# What needs to be done
Retype exactly the lines from the line with "find small round" to the end of the data, keeping both boundary lines.

# Records for processing

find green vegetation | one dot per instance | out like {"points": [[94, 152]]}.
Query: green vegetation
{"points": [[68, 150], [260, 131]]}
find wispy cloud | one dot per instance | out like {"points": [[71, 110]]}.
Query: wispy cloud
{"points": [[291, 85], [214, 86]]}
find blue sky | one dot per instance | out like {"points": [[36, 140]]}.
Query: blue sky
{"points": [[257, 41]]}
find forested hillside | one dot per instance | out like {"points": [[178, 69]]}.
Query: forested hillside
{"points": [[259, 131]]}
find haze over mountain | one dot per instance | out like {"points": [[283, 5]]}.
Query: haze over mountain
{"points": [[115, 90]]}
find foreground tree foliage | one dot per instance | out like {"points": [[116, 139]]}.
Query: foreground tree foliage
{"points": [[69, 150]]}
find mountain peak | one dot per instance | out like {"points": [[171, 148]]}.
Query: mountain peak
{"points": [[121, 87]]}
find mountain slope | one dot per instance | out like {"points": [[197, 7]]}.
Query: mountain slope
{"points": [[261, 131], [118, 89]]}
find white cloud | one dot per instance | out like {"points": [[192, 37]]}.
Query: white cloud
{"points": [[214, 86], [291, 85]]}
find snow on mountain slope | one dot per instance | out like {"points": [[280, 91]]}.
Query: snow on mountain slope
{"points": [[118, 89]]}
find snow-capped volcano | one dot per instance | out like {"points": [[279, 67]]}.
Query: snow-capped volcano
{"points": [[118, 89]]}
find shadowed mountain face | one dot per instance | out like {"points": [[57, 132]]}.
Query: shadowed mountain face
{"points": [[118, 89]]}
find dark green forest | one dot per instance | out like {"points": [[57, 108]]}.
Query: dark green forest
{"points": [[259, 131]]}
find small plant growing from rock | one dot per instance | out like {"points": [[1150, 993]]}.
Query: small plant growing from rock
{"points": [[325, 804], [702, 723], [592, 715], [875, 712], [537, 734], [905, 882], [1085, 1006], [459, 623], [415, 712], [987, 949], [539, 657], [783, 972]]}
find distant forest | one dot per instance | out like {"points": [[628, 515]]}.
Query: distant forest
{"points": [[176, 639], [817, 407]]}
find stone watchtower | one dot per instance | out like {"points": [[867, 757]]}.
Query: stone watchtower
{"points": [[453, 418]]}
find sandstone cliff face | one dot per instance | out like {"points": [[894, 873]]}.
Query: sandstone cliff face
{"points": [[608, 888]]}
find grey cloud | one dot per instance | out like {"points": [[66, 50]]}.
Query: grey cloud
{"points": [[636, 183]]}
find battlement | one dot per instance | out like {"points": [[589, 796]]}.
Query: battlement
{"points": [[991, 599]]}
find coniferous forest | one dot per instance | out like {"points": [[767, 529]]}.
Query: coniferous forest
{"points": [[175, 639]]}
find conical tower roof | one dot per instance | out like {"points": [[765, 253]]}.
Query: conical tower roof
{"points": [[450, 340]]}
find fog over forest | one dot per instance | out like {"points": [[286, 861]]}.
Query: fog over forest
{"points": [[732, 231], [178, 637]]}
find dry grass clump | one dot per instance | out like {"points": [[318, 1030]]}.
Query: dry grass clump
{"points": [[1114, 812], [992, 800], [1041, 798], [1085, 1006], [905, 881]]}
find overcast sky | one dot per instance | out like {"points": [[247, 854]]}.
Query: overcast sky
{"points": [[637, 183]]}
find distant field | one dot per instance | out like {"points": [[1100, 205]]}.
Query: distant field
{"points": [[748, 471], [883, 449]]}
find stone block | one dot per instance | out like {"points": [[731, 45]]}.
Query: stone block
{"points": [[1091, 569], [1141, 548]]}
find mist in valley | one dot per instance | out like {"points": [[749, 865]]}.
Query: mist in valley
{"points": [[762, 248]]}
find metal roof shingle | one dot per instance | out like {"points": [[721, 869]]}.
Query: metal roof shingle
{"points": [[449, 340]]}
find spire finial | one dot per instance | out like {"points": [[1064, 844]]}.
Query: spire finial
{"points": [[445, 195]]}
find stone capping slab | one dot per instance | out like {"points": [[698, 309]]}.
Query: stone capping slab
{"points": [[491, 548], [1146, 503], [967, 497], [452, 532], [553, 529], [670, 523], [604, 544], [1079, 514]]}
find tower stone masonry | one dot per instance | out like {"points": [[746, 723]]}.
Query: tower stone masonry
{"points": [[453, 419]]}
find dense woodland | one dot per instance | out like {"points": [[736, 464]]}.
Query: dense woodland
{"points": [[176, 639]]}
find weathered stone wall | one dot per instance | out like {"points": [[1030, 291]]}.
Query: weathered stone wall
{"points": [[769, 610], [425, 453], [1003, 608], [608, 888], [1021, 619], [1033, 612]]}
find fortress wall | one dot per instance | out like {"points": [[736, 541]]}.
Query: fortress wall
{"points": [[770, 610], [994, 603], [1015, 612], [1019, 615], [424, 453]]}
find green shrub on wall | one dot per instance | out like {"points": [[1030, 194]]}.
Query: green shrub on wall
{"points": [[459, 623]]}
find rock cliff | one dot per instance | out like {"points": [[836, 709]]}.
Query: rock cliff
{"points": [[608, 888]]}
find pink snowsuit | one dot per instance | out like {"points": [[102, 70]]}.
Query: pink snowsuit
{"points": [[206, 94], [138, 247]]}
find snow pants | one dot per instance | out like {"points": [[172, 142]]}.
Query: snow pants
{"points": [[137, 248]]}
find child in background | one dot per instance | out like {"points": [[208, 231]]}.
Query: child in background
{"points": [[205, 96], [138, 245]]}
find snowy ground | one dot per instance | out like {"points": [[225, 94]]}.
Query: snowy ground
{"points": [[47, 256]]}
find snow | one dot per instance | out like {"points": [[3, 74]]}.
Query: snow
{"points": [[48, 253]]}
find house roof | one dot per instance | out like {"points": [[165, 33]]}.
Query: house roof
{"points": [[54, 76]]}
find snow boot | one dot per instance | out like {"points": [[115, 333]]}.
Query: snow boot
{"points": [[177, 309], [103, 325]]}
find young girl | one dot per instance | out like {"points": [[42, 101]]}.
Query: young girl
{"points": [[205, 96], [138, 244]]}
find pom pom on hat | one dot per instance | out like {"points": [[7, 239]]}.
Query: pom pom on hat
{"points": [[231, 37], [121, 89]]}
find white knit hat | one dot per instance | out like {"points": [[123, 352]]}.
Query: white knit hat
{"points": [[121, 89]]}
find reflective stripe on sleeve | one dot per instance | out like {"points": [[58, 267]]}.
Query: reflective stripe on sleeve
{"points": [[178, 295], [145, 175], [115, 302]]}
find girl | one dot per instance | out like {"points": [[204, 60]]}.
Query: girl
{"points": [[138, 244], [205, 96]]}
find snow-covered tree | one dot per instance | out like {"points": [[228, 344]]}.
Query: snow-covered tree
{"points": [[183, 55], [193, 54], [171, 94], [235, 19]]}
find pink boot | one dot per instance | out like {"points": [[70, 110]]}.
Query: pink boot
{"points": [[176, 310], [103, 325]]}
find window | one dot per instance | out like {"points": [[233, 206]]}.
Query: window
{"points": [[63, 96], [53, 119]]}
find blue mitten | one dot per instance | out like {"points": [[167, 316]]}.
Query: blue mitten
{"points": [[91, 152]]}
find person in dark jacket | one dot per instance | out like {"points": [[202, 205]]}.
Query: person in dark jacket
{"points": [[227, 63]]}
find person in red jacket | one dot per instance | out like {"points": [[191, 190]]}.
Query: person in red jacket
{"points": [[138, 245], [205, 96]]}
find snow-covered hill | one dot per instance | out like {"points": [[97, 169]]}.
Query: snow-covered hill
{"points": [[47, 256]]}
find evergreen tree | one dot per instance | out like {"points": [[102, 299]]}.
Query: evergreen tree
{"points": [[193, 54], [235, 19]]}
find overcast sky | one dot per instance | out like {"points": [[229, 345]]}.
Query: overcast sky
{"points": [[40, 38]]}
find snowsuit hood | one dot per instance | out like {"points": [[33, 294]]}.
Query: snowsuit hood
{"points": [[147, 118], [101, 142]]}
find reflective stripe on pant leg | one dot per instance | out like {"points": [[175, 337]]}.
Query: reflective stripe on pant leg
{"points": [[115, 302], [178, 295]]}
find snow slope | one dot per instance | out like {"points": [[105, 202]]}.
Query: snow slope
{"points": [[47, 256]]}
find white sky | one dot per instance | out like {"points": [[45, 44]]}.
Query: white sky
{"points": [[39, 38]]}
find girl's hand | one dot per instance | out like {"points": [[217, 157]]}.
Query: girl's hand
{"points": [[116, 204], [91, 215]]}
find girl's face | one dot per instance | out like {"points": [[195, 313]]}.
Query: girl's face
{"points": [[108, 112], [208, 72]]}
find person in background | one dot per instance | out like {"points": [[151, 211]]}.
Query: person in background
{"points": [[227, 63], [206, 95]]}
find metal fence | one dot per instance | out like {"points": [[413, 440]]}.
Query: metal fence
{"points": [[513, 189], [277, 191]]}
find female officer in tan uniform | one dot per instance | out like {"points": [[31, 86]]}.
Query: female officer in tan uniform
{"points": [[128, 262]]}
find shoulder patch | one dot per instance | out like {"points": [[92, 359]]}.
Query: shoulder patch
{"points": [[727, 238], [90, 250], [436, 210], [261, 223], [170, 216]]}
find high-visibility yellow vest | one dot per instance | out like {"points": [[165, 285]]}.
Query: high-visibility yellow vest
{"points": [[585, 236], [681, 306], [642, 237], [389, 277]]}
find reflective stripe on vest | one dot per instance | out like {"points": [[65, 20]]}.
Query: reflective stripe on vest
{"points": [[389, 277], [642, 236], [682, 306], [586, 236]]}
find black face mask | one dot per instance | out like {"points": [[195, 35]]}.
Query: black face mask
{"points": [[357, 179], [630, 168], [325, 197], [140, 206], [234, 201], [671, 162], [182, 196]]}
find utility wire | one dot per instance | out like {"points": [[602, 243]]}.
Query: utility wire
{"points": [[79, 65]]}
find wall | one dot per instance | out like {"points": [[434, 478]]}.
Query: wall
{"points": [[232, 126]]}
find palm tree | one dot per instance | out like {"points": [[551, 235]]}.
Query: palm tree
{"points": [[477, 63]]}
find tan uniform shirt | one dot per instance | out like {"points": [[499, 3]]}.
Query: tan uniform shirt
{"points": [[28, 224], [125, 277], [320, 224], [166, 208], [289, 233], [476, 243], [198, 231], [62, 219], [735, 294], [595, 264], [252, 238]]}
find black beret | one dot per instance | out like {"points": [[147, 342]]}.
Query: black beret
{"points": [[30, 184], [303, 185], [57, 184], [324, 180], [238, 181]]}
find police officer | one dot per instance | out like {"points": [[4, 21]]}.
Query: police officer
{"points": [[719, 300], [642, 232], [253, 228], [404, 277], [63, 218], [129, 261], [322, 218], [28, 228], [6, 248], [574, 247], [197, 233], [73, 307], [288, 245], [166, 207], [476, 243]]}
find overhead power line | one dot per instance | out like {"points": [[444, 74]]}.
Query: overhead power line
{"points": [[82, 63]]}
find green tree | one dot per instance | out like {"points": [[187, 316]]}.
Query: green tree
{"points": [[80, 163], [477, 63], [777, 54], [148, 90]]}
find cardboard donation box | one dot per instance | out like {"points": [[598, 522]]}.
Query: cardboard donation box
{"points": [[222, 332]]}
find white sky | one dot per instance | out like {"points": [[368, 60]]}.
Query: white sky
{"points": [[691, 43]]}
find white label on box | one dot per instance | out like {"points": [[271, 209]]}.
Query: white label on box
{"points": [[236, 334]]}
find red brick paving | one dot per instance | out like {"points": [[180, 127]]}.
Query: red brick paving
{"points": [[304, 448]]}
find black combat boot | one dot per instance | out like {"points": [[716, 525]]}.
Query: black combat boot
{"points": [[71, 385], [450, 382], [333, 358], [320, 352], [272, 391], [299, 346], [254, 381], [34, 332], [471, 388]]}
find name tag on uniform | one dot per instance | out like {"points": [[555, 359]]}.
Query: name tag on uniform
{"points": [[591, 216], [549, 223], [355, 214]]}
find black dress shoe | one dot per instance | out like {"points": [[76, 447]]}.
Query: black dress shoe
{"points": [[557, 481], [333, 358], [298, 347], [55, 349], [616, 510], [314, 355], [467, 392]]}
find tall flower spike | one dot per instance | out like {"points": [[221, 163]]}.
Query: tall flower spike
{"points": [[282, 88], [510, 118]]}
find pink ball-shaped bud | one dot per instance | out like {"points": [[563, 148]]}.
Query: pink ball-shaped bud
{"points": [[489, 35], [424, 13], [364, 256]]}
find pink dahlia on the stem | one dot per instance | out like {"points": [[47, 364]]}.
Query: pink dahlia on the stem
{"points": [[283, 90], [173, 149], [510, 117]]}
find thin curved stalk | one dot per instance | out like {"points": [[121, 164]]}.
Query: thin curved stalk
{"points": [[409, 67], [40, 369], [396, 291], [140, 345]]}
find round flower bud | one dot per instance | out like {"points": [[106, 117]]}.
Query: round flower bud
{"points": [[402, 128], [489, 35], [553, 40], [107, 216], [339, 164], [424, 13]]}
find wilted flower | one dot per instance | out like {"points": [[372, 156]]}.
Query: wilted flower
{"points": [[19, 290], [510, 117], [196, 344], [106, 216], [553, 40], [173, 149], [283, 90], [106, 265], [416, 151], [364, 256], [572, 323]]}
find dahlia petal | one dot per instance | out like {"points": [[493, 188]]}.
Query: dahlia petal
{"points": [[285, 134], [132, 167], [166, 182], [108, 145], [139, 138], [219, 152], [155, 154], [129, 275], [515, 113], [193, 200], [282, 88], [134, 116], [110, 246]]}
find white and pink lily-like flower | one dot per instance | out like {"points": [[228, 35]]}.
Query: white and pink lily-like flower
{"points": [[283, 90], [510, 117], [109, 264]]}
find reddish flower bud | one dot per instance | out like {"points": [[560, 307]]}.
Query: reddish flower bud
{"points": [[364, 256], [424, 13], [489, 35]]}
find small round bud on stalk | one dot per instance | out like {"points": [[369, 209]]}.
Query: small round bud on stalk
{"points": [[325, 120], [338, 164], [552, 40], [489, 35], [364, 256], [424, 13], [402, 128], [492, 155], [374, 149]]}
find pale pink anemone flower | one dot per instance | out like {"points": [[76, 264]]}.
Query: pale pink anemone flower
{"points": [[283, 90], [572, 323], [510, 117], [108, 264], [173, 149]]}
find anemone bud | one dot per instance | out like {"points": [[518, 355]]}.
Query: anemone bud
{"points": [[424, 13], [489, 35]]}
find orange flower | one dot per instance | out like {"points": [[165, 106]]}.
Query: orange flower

# Full answer
find small round bud on stalk | one dot per instance | out like {"points": [[369, 209]]}.
Query: small round bud on stalk
{"points": [[325, 120], [338, 164], [552, 40], [489, 35], [364, 256], [424, 13], [402, 128], [492, 155], [374, 149]]}
find pale pink anemone flower | one dot per instance | out like {"points": [[76, 264]]}.
Query: pale pink anemone flower
{"points": [[283, 90], [572, 323], [510, 117], [108, 264], [173, 149]]}
find anemone bud | one dot per instance | out like {"points": [[518, 355]]}.
Query: anemone bud
{"points": [[424, 13], [489, 35]]}
find orange flower | one dot per instance | out like {"points": [[165, 106]]}.
Query: orange flower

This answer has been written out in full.